> _Anforderungen_: Zieh aus den folgenden Datensätzen jede Zeile heraus, in der die Zeichenfolge „uniform“ vorkommt, und gib diese Zeilen unverändert wieder.

> _Datensätze mit Positionsannotationen_:
::::

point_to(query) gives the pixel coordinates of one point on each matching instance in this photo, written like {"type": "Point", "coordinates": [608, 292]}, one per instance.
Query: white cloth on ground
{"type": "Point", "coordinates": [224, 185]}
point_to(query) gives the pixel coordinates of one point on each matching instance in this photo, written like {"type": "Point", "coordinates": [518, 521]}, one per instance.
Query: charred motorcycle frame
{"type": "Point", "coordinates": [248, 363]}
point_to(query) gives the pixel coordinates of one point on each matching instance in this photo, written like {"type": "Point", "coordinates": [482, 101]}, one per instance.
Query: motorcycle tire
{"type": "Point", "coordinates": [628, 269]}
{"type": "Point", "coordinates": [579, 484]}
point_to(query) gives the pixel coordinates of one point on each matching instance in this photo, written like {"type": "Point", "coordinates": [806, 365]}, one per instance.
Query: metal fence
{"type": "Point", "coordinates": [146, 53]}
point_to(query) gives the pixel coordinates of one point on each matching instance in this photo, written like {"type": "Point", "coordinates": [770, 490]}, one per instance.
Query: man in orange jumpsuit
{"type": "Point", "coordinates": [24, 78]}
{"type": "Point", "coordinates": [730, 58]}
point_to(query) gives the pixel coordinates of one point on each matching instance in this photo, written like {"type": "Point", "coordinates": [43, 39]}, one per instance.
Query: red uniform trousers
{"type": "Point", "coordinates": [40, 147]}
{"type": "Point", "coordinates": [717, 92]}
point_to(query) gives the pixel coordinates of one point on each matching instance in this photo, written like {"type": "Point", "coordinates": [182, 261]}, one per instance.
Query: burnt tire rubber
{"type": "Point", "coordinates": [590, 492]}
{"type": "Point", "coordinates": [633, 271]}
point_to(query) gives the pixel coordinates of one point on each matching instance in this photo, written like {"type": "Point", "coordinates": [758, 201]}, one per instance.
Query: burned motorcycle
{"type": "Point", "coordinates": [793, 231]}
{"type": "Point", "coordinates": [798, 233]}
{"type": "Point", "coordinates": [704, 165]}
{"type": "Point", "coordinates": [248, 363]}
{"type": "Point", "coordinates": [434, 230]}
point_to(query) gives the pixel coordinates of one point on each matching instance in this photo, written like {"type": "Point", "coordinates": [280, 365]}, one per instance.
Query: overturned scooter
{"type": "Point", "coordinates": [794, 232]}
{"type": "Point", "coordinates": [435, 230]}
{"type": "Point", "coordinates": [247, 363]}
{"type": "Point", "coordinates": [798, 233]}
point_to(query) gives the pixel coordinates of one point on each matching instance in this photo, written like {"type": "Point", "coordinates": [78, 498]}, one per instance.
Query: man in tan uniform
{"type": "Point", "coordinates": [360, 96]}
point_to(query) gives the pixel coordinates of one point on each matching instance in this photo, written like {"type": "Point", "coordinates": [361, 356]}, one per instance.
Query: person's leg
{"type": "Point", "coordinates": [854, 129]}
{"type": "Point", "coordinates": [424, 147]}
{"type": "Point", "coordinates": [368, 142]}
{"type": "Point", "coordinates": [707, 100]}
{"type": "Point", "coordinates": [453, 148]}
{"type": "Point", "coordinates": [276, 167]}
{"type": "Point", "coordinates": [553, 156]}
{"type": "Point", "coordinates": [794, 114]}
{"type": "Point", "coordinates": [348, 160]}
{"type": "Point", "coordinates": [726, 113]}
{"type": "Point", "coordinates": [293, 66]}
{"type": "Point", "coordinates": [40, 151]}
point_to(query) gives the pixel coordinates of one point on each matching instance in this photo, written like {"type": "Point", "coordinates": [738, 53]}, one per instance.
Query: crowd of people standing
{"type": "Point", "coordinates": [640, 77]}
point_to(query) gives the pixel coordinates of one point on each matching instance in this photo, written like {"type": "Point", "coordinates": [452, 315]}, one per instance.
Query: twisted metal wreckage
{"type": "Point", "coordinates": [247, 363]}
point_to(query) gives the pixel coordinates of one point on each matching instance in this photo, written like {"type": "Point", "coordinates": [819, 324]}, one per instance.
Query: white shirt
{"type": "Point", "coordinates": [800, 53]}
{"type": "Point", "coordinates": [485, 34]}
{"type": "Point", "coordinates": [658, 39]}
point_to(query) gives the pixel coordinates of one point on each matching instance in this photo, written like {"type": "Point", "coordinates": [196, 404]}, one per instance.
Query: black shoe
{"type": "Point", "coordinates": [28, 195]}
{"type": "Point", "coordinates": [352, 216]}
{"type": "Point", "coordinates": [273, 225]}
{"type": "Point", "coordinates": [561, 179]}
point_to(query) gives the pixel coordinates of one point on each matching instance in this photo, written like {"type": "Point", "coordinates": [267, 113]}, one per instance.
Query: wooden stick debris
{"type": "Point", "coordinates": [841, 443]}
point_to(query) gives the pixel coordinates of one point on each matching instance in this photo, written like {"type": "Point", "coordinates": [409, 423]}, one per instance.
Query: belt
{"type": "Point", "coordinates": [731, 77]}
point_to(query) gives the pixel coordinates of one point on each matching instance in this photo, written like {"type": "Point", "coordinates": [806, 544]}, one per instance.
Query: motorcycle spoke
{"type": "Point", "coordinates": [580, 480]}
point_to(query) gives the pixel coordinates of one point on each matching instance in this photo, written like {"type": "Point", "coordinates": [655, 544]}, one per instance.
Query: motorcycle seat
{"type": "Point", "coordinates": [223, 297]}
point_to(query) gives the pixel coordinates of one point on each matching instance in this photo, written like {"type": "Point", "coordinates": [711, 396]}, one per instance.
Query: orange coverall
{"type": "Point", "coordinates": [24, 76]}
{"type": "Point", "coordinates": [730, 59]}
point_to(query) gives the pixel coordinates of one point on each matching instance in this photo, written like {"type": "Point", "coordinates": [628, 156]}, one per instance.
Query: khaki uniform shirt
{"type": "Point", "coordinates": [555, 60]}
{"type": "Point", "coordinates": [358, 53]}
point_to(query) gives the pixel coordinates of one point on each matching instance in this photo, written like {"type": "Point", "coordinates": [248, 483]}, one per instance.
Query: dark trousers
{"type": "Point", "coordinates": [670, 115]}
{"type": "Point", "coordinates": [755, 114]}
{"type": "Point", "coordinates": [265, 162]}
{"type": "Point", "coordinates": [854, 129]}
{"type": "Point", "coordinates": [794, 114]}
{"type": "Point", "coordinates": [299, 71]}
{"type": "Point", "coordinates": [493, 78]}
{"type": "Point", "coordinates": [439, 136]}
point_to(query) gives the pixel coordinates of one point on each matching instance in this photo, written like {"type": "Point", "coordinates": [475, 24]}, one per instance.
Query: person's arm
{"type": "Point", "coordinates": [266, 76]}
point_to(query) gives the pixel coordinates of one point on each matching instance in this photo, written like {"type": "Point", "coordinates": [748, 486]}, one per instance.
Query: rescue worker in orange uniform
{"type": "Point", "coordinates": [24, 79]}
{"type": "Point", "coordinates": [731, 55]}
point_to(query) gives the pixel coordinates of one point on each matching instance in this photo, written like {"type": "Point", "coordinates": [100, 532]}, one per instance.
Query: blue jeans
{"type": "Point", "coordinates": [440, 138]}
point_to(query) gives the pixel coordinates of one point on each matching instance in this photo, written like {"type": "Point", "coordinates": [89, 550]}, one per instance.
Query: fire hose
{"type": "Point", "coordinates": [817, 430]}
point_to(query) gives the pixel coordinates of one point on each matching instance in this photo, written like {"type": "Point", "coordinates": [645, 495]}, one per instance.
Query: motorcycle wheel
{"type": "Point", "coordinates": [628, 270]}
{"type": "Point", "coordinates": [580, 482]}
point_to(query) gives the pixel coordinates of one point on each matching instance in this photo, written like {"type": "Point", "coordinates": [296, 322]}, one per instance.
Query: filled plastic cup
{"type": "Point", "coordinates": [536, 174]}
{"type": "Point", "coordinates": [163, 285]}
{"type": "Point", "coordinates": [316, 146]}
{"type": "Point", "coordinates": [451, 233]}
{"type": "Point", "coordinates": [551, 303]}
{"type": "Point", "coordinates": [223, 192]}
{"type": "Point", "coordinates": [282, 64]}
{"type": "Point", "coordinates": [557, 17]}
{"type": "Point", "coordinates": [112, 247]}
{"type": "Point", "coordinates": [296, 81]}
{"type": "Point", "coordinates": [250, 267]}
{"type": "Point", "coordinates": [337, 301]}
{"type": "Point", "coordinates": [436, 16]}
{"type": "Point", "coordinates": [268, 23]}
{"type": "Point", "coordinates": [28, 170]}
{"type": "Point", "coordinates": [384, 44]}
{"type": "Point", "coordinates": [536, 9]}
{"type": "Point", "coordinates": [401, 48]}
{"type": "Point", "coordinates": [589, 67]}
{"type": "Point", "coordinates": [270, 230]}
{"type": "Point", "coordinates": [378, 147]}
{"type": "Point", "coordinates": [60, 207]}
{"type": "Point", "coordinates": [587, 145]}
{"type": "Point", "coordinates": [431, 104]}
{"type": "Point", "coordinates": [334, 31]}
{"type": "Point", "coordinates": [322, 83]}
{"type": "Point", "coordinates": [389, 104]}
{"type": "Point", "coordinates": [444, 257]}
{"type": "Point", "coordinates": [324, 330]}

::::

> _Antwort folgt_:
Query: red uniform trousers
Query: man in tan uniform
Query: khaki uniform shirt
Query: rescue worker in orange uniform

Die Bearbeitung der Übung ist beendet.